- _PROBLEM REQUIREMENTS_
Continue the newsgroup thread on computing the volume of an irregular polyhedron, starting right after its last sentence.

From: andersoc@execpc.com (Chris Anderson)
Newsgroups: sci.image.processing,sci.math
Subject: volume of an irregular polyhedron? (how to find)
Date: Sun, 06 Aug 95 07:33:20 GMT
Summary: how can i find teh volume of a part in an .STL file?
Keywords: polyhedron stl volume polygon
I need to find a method for determination of the volume of a clsoed
tesilated object in a CAD file. I have the x y and z values of each
point of each of the triangles that represent the surface of the part,
and the unit normal for each triangle which tells which side of the
triangle faces the inside of the object.
The best I'v come up with is maybe slicing the part in the z axis and
finding the area of the oplygons formed. Then multiplying that by the
slice height to aproximate the volume. Isn't there a more elegant way
to use simply the vertices points and normals?
Could anyone sugjest any good books on manipulating tesalated 3D
objects? I've found true surface area of the object by adding all the
areas of the triangles. I'll need to still find volume, and projected
vertical area as well.
Please email replies if posible, but I'll watch the group of course.
Thanks
Chris{}Anderson
andersoc@execpc.com or andersonc@msoe.edu
MSOE Rapid Prototyping Center
414-277-7285
==============================================================================
From: rusin@washington.math.niu.edu (Dave Rusin)
Newsgroups: sci.image.processing,sci.math
Subject: Re: volume of an irregular polyhedron? (how to find)
Date: 11 Aug 1995 17:41:57 GMT
In article <401r80$9q4_001@charon.execpc.com>,
Chris Anderson wrote:
>
>I need to find a method for determination of the volume of a clsoed
>tesilated object in a CAD file. I have the x y and z values of each
>point of each of the triangles that represent the surface of the part,
>and the unit normal for each triangle which tells which side of the
>triangle faces the inside of the object.
I mailed a version of this to the original poster, but since I haven't
seen complete answers posted I thought I'd do so. This is an edited
version of a post I made some time ago on the same topic. It gives a
method requiring simple computations involving the coordinates of the points.
The poster wants the volume of a region. I will give a geometric
derivation of the answer at the end, but I know some feel uneasy when
I present it, thinking that the diagram is possibly glossing over some
special cases. So I will first view the volume as a space integral
integral_P 1 dxdydz where P is the polyhedron. This can be
evaluated with Stokes' Theorem, whose general form
_ _
_/ w = _/ dw
boundary(S) S
(for w any differential form on S) specializes for 2-forms to
_ _
_/ P dxdy + Q dydz + R dzdx = _/ (dP/dz + dQ/dx + dR/dy) dxdydz
so we can get the space integral of 1, for example, by integrating the
2-form z dxdy over the surface of the polyhedron. We can compute the
surface integrals face-by-face.

- _EXTRACTED DATA_
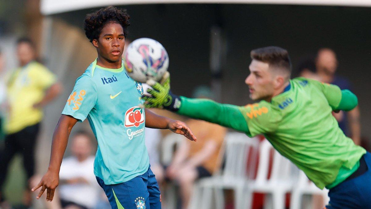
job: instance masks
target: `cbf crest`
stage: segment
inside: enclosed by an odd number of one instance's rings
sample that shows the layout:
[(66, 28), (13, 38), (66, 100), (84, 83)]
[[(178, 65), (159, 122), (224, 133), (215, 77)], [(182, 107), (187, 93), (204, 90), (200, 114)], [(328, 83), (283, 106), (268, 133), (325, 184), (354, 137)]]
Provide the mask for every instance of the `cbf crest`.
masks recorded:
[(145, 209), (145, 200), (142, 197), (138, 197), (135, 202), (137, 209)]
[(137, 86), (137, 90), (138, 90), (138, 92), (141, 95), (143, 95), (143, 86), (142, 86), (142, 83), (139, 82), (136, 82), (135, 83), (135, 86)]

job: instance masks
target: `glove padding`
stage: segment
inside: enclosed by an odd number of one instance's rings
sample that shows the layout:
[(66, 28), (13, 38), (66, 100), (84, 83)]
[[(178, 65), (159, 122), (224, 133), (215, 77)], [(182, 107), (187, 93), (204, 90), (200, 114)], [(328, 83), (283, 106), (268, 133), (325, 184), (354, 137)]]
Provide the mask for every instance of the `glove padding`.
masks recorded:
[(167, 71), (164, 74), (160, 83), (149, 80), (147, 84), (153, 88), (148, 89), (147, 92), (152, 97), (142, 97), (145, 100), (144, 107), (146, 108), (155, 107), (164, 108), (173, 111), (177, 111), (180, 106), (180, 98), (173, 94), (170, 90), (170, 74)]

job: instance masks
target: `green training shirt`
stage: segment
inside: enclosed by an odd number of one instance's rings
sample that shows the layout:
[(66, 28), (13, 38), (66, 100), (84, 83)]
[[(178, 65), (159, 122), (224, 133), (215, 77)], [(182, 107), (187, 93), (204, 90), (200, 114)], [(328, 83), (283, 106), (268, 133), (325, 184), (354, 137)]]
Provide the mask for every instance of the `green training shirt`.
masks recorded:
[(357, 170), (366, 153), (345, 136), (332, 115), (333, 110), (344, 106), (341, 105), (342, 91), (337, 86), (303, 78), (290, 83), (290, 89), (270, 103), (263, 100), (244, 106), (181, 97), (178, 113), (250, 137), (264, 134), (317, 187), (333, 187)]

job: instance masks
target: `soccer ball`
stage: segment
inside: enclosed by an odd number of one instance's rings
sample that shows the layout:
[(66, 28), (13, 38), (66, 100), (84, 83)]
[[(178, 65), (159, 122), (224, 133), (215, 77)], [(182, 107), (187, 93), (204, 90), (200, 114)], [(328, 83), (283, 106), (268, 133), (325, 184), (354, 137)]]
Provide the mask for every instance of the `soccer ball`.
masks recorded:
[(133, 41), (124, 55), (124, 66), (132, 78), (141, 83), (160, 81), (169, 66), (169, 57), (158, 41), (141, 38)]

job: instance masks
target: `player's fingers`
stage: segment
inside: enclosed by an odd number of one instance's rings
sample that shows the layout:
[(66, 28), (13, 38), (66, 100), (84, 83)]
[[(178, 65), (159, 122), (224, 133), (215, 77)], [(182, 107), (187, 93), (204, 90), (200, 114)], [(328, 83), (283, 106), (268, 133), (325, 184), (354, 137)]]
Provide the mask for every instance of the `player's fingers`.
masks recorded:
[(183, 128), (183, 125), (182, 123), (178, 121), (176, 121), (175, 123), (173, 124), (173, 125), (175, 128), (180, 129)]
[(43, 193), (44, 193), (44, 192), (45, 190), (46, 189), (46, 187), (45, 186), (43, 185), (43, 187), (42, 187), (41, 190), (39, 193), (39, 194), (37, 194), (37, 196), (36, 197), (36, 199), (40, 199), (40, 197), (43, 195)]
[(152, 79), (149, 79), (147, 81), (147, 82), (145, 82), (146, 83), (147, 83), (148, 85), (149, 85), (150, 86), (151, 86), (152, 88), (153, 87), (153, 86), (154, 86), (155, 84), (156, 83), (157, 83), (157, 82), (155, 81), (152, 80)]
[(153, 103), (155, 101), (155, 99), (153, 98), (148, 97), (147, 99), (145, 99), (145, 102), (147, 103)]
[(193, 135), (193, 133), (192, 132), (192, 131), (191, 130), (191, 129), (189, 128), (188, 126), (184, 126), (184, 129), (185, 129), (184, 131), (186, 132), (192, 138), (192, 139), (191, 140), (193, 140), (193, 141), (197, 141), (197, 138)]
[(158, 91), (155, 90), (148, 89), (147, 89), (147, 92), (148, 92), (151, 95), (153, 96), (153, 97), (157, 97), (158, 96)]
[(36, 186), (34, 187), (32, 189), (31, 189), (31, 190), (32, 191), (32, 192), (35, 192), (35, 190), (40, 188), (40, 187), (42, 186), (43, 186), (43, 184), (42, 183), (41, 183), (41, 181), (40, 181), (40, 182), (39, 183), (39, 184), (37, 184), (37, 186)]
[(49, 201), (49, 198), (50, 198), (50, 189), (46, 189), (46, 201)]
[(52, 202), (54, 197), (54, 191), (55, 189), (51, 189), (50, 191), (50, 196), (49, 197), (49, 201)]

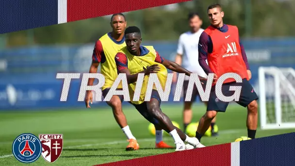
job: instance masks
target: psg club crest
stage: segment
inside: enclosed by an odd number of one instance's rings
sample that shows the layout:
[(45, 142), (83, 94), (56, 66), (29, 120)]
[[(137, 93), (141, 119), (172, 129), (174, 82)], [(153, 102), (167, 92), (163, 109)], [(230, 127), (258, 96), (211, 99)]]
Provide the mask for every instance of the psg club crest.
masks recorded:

- _RESPONSE TO THIS TASK_
In doing so I will assume that the boundary is presented as a collection
of triangles, oriented in such a way that the boundaries cancel out.
For example, a tetrahedron with vertices A B C D has a boundary consisting
of triangles A B C, C B D, D B A, and A C D; you can permute the vertices
in any triangle cyclically, but you cannot replace the last, for example,
with the ordering A D C. For a triangulated surface in R^3, it is
possible to choose a consistent orientation; we may, for example,
always arrange it so that the points are taken in counterclockwise order
as seen from the outside of the figure. (If the orientations are consistent
but not counterclockwise, the computation below will be off by a sign, so
it's safe to choose any consistent orientation, perform the indicated
computations, and then take absolute values.)
Now let us compute the surface integral on one face. One can parameterize
the face with the triangle tracing from (0,0) to (1,0) to (0,1) by sending
the point (u,v) inside this triangle to the point
P0 (1-u-v) + P1 (u) + P2 (v) =
(x0(1-u-v) + x1 u + x2 v, y0(1-u-v) + y1 u + y2 v, z0(1-u-v) + z1 u + z2 v)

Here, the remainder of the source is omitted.